EXTRACTED RECORDS:
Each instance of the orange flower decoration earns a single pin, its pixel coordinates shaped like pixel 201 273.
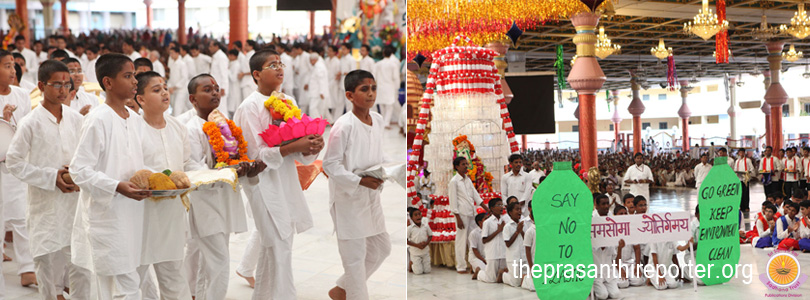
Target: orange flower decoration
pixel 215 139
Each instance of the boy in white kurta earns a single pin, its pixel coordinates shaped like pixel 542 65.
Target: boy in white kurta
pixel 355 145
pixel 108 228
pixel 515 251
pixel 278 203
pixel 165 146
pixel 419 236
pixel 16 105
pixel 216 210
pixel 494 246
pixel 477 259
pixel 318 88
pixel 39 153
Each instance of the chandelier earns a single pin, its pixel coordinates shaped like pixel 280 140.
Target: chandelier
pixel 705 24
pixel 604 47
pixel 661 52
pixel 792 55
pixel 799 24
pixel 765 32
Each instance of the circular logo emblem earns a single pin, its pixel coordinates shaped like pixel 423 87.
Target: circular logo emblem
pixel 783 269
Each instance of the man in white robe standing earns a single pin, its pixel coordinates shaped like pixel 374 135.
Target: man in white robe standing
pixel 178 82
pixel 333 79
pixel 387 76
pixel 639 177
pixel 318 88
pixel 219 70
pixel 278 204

TASK DETAILS: Rewrite all the rows above with every "single pin" changed to "single marker" and nothing else altered. Leave out the pictures.

RESPONSE TO THE EXERCISE:
Each instance of the orange flower decoration earns a single marker, its pixel coordinates shaped like pixel 201 273.
Target: orange flower decoration
pixel 215 139
Each instance of the boy in white kurta earns a single marker, its pixel coordinates shaped like pixel 542 65.
Target: boy in white kurta
pixel 355 145
pixel 108 228
pixel 515 251
pixel 278 203
pixel 165 146
pixel 419 236
pixel 16 105
pixel 216 210
pixel 494 246
pixel 477 259
pixel 318 88
pixel 39 153
Each instance of the chandelier earns a single marker, its pixel coordinates shaped like pixel 280 140.
Target: chandelier
pixel 705 24
pixel 604 47
pixel 661 52
pixel 792 55
pixel 799 24
pixel 765 32
Each instance of the circular logo emblem earns a single marker, its pixel coordinates shaped like pixel 423 87.
Target: circular logo emblem
pixel 783 269
Each instance of the man in white robe standing earns a single marker, its pixel coordinates shaped like pixel 374 135.
Target: man in white robe standing
pixel 178 82
pixel 333 79
pixel 387 76
pixel 639 177
pixel 318 88
pixel 219 70
pixel 278 204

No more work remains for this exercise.